**TASK GOAL**
Write what comes next in the Django users thread about Prefetch with to_attr triggering row deletions, picking up after its last sentence.

**TEXT PROVIDED**
· · · ·

Prefetch object with to_attr set to the same name as the field triggers rows deletions

163 views
Skip to first unread message

mccc

unread,
Nov 5, 2015, 9:04:31 AM11/5/15
to Django users
I'm using a Prefetch object to follow some GenericRelation, and I was playing around with the to_attr parameter;
I had the DB debug turned on, as I was checking whether it was making any difference, and I started noticing some DELETE statements on the remote table, so I started investigating.
It looks like those deletions are triggered within the prefetch process when the to_attr is set to the same name as the field; also, it does not seem to happen if the relationship is not a generic one.
While this usage is presumably wrong, it is not mentioned anywhere in the docs; also, I think that deleting rows from the database is a somewhat extreme way to educate users :)
Can someone enlighten me on what's going on here?

Thank you very much.

Simon Charette

unread,
Nov 5, 2015, 10:14:06 AM11/5/15
to Django users
Hi mccc,

Would it be possible to provide an example of the models and actions required to trigger the deletion.

I suppose the deletion is triggered by the many to many relationship assignment logic and we should simply raise a ValueError if `to_attr` is set the same name as the referred relationship.

Thanks,
Simon

Michele Ciccozzi

unread,
Nov 5, 2015, 11:17:04 AM11/5/15
to django...@googlegroups.com
Hello Simon,

I'm going to paste a trimmed-down version of the involved classes:

class CeleryTask(models.Model):
    celery_task_id = models.CharField(max_length=50, primary_key=True)
    task_type = models.ForeignKey(ContentType)
    task_id = models.PositiveIntegerField()
    task = GenericForeignKey('task_type', 'task_id')

class AccountManagementTask(models.Model):
    account = models.ForeignKey(Account, null=True, editable=False)
    task_content_type = models.ForeignKey(ContentType)
    task_content_id = models.PositiveIntegerField()
    task_content = GenericForeignKey('task_content_type', 'task_content_id')
    celery_task = GenericRelation(CeleryTask, content_type_field='task_type', object_id_field='task_id',
                                  related_query_name='account_management_tasks')

(the task_content thing is involved in a follow-up question that will be asked in a short while)

· · · ·

**DATASET EXCERPTS**
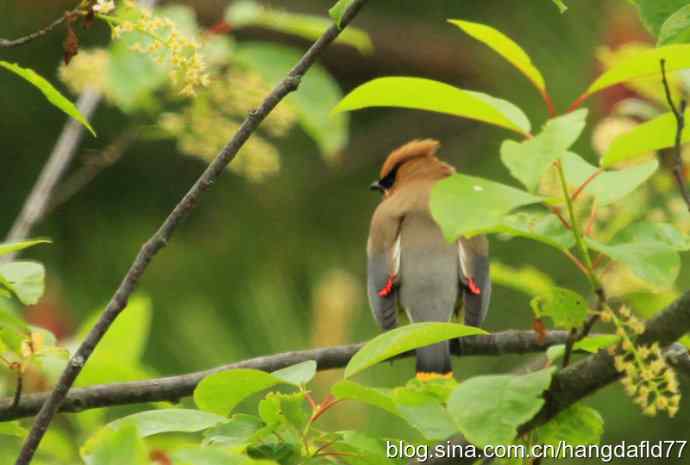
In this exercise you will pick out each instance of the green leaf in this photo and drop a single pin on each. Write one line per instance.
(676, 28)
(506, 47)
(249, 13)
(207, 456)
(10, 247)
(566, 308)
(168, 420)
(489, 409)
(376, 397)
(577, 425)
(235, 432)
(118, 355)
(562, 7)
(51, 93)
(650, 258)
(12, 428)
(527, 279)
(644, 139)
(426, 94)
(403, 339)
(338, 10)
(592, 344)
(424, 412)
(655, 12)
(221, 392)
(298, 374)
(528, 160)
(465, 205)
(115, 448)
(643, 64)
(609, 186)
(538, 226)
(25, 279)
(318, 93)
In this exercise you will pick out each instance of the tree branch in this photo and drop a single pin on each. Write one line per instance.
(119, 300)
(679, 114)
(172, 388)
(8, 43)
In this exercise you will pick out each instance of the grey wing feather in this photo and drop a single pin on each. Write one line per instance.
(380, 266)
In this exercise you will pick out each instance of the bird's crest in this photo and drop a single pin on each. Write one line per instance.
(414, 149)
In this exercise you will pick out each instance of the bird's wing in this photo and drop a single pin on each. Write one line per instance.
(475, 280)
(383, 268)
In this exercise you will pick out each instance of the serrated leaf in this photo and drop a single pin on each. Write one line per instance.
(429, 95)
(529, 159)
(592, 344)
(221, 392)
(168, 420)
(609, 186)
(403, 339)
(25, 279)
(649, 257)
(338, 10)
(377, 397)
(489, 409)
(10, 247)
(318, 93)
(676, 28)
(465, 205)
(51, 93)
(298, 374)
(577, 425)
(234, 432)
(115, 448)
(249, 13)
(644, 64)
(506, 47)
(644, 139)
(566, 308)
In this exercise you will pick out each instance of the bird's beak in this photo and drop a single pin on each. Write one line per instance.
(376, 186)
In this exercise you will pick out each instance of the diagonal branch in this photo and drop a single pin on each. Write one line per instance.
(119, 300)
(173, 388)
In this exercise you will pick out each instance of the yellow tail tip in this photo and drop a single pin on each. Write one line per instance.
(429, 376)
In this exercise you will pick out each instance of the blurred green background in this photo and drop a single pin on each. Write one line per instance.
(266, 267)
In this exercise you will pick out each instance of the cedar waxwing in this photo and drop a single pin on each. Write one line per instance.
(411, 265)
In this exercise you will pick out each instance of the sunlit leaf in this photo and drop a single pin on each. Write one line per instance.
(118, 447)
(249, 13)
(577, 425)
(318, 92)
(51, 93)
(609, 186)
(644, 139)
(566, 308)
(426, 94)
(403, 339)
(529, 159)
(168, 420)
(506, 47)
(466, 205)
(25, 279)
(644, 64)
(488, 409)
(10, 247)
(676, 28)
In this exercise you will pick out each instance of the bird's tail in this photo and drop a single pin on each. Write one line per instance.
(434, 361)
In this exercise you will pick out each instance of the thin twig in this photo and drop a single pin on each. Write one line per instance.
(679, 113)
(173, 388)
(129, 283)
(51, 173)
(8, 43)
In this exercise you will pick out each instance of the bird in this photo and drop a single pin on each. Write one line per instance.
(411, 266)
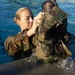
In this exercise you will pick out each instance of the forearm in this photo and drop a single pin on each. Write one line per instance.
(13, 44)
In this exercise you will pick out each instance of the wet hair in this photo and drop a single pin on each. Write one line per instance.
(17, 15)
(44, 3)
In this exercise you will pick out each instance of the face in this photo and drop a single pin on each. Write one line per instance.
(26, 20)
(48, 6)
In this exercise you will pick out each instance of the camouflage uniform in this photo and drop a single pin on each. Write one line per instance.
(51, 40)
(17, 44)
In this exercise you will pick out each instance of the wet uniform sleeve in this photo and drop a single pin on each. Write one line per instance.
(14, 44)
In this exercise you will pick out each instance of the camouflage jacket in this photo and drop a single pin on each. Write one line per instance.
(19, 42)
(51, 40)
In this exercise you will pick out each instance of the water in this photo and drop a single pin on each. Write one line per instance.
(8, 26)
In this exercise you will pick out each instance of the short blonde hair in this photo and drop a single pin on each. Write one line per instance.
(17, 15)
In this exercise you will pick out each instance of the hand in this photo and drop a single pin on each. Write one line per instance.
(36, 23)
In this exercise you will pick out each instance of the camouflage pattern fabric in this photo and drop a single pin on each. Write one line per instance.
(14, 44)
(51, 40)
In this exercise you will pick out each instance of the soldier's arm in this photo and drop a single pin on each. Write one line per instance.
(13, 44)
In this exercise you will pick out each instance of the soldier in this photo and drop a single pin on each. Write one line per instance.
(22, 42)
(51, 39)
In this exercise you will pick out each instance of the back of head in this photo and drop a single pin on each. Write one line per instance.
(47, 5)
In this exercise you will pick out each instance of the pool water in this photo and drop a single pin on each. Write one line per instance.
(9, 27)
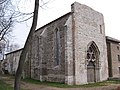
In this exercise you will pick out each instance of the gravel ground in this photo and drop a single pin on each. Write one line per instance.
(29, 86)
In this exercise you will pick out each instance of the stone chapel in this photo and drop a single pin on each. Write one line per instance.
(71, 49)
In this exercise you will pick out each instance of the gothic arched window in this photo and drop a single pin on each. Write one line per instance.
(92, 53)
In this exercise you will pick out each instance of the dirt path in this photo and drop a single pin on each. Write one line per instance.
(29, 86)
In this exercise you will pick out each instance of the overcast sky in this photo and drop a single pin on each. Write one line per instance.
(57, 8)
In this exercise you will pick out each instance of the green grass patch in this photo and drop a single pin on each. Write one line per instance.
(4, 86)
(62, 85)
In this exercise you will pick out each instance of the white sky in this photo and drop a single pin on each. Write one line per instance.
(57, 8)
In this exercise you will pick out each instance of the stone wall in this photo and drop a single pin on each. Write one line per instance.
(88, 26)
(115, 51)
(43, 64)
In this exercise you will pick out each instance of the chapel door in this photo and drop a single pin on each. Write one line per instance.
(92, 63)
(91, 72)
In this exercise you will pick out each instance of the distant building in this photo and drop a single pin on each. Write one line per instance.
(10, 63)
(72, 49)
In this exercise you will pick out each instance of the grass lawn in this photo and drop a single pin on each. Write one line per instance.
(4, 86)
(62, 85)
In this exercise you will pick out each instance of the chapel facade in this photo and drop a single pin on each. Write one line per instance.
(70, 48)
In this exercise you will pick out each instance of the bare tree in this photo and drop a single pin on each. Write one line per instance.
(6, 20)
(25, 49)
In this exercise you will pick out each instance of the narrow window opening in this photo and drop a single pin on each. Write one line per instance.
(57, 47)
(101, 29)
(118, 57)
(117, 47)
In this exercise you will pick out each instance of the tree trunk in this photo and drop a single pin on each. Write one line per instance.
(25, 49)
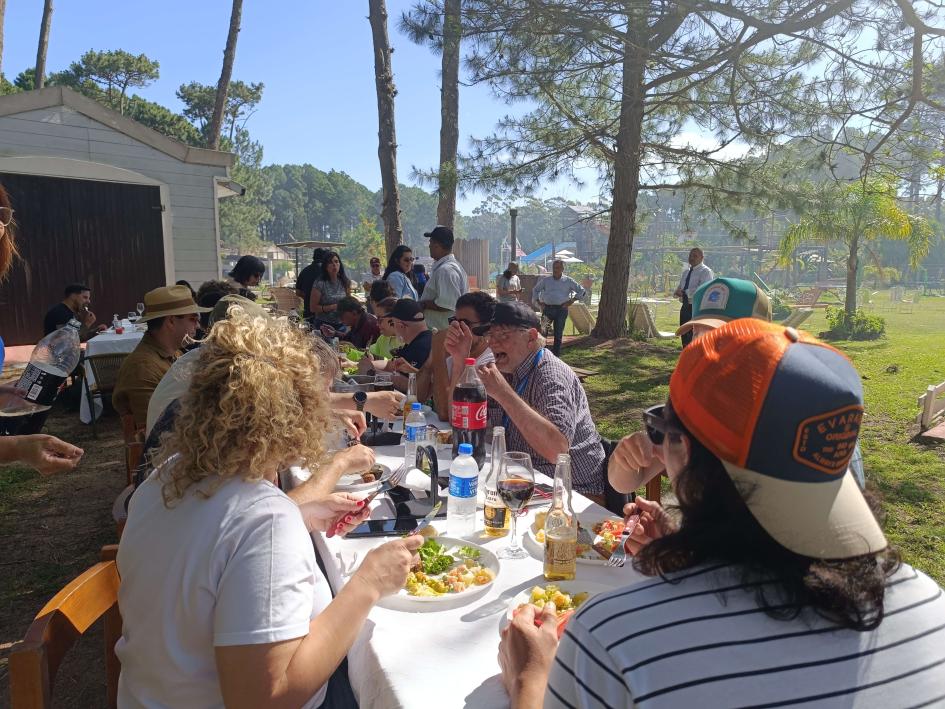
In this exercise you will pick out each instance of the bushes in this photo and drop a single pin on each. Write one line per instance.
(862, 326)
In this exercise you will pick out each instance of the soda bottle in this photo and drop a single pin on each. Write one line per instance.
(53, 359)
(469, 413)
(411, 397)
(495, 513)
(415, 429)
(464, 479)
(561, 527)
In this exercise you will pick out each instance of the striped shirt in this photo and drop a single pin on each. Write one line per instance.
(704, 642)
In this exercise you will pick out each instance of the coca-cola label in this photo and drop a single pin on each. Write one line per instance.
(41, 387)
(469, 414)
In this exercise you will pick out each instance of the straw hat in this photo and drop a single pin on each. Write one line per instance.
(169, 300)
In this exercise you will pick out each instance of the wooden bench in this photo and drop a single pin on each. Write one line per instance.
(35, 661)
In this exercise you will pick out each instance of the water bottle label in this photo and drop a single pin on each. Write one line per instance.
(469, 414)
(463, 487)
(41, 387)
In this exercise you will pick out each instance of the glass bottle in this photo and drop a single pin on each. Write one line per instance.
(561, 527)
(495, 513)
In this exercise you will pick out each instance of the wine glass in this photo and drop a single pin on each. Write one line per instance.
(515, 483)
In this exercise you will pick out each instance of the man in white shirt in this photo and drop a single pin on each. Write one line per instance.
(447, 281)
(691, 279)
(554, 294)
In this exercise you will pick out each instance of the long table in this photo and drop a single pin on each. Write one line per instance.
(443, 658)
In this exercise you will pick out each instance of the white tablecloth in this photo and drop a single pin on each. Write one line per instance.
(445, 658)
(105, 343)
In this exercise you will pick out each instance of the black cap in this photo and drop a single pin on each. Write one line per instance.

· · · ·

**EXPECTED ANSWER**
This is the code triggering the weirdness:

        previous_tasks = AccountManagementTask.objects.filter(account=account)\
            .prefetch_related(
                Prefetch('celery_task',
                         to_attr='celery_task'))\
            .prefetch_related(
                Prefetch('task_content',
                         to_attr='task_content'))\
            .annotate(created_on=F('celery_task__created_on'))\

Immediately after that, the QuerySet is sent off to a simple DRF serializer - which doesn't even touch the issue since the relevant piece of information is annotated:

class AccountManagementTaskSerializer(serializers.ModelSerializer):
    def to_representation(self, instance):
        return {'id': instance.pk,
                'created_on': instance.created_on,
                'date_from': instance.task_content.date_from,
                'date_to': instance.task_content.date_to}

    class Meta:
        model = AccountManagementTask


Now the follow-up, that you might already have guessed: if I *do* use the same name for following the GenericForeignKey relation (task_content), the content of the relationship does not get deleted(no surprise there..?) and I can go with my naïve serialization over there, while if I specify a different to_attr name I get back a list and I have to deal differently with that.
How do these prefetch_related / Prefetch to_attr / Generic* things really work?

Merci beaucoup,
Michele

--
You received this message because you are subscribed to a topic in the Google Groups "Django users" group.
To unsubscribe from this topic, visit https://groups.google.com/d/topic/django-users/CDe4McxxCsI/unsubscribe.
To unsubscribe from this group and all its topics, send an email to django-users...@googlegroups.com.
To post to this group, send email to django...@googlegroups.com.
Visit this group at http://groups.google.com/group/django-users.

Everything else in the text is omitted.